* Begin *
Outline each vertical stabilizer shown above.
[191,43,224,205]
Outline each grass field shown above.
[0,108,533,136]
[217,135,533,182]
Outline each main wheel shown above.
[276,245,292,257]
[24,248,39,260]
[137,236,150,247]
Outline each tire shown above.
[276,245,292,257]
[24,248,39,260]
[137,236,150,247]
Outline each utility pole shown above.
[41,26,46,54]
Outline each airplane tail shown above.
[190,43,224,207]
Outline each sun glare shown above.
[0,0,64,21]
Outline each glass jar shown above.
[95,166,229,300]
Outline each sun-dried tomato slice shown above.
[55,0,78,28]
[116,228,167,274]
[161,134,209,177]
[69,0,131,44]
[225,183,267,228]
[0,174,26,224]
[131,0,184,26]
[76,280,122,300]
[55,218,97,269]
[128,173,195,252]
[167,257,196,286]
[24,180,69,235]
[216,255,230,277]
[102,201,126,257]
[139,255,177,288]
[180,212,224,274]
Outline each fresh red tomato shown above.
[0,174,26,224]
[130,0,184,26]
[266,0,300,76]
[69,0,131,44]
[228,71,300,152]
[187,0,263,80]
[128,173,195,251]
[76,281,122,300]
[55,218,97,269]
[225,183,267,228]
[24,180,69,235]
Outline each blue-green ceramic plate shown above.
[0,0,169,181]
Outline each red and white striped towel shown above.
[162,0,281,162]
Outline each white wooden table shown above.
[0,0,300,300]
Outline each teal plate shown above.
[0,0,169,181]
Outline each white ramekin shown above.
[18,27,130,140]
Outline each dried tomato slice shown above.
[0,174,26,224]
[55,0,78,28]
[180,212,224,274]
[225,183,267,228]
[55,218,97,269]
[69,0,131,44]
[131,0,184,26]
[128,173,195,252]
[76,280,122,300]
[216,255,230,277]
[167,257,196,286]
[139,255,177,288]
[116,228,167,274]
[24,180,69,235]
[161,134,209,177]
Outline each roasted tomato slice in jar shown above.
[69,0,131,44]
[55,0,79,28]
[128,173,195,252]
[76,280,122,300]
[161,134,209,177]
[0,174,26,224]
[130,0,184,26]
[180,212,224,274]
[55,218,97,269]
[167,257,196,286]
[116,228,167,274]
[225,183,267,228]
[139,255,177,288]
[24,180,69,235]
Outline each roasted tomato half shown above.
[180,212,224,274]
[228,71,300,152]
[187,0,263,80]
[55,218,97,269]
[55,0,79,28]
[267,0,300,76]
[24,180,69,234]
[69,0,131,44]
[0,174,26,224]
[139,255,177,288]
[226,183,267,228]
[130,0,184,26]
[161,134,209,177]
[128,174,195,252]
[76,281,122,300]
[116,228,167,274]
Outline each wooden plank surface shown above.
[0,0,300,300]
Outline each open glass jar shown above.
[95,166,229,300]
* End *
*What is expected*: Report how many lines of the records above contain the string "roasted", matching case exactly, and give only the number.

*Exercise result*: 2